** Entries supplied follows **

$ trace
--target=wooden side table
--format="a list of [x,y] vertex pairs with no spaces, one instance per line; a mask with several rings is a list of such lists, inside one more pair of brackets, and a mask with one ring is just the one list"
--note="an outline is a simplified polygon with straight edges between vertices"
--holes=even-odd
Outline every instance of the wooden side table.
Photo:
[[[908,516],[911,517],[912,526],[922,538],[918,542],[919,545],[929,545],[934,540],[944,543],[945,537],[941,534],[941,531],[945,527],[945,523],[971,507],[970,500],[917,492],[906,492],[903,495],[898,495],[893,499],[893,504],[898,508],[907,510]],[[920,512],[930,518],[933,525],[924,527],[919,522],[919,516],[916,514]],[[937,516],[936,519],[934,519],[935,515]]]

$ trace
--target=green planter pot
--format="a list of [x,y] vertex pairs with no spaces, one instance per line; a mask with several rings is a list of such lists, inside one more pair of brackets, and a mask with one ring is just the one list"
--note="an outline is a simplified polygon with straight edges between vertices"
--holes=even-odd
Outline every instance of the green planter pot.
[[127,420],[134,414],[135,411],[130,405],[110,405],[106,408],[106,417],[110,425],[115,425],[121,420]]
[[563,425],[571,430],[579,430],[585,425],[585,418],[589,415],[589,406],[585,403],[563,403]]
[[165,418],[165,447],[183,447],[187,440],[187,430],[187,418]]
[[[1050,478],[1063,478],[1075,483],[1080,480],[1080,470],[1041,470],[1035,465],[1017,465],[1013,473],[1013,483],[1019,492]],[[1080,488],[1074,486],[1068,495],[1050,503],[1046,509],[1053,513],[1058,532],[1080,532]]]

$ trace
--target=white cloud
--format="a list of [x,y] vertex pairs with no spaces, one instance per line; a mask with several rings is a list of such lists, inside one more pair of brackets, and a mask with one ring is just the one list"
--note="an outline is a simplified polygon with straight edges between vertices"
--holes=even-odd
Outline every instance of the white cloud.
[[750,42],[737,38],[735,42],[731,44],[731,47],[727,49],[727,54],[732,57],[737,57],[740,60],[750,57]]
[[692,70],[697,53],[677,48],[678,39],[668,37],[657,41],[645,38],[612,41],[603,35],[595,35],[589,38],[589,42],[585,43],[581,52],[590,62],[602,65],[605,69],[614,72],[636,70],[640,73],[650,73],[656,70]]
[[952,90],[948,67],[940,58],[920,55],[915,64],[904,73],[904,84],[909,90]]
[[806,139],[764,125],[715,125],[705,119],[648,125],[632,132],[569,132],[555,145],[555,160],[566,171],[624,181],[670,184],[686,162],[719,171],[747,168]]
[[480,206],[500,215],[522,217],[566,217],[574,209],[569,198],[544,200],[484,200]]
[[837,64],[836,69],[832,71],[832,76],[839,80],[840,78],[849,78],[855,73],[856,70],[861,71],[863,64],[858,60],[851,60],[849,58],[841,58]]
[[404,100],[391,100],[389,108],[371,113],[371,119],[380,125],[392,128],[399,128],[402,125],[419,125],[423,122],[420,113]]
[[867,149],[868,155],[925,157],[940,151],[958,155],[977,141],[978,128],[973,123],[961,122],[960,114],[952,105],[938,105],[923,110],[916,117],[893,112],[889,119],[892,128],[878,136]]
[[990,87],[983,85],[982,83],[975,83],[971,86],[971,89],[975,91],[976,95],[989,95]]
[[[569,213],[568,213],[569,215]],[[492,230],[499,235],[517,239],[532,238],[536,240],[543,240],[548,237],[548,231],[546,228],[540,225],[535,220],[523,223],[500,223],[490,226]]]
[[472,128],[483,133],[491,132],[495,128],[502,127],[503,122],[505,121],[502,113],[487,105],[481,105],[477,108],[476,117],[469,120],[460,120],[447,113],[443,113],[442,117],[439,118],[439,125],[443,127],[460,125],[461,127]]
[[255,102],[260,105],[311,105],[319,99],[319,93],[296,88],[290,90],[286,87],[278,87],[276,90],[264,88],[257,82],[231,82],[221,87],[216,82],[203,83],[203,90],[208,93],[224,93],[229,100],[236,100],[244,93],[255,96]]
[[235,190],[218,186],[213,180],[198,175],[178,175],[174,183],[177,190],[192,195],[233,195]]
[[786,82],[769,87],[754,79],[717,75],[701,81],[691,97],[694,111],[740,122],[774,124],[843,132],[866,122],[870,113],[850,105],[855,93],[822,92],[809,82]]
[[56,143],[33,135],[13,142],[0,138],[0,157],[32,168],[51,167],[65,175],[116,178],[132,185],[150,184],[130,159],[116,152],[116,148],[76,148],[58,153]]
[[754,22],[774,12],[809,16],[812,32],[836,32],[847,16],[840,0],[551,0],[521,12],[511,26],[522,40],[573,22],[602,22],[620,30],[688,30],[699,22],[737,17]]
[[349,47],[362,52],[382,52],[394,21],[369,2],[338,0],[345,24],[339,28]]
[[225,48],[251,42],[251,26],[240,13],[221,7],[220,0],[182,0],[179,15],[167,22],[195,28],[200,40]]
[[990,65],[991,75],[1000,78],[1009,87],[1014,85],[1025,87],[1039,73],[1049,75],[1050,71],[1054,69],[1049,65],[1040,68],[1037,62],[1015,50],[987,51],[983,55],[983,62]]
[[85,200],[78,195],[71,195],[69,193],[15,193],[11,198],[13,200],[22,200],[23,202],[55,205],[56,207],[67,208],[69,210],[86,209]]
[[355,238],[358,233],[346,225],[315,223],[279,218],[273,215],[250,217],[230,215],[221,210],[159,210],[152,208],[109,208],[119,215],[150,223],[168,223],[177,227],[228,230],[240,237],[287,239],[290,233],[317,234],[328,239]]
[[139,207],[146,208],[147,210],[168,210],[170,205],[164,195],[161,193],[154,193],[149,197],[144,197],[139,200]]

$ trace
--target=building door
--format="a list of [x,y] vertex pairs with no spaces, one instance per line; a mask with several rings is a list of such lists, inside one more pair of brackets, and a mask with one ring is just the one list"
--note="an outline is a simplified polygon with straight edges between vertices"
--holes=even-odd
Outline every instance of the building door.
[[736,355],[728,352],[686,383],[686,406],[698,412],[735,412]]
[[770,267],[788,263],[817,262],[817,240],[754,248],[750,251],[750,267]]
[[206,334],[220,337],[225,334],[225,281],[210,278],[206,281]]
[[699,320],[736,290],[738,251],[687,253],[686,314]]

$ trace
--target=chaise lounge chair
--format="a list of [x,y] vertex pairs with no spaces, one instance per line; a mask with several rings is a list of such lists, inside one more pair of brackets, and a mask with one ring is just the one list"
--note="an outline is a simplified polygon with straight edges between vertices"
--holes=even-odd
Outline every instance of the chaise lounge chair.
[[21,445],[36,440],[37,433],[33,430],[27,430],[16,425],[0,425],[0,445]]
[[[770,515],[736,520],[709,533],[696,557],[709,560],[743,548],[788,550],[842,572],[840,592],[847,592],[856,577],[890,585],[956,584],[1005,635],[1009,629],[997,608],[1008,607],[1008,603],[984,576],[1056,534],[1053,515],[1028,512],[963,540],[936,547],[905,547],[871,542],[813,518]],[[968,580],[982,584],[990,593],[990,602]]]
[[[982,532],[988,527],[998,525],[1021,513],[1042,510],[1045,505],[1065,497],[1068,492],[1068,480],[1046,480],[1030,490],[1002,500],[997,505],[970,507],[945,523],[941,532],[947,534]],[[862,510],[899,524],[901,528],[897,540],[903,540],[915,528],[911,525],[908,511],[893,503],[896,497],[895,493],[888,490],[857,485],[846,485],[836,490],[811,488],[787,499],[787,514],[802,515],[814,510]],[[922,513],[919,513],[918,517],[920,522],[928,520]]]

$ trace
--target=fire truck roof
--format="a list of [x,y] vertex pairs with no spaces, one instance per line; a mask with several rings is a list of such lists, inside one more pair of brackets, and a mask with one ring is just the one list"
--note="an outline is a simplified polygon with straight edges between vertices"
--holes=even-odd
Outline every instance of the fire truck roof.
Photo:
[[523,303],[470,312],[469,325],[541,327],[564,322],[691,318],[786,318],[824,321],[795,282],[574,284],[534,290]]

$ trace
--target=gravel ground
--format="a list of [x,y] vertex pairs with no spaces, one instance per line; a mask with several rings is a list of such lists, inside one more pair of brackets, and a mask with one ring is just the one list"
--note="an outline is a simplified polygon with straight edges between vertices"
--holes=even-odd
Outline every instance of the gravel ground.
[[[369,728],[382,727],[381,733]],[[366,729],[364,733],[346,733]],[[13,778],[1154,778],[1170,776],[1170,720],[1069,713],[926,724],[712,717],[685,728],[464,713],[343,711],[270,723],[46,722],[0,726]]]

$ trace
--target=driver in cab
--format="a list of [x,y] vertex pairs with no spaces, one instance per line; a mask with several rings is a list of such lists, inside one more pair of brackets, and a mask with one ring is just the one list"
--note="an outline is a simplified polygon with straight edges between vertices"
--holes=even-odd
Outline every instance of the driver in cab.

** End of Entries supplied **

→ **Aim of the exercise**: Only lines with the word "fire" go in the answer. Take them all from the entries above.

→ **Result of this task**:
--target=fire truck roof
Outline every instance of the fire truck roof.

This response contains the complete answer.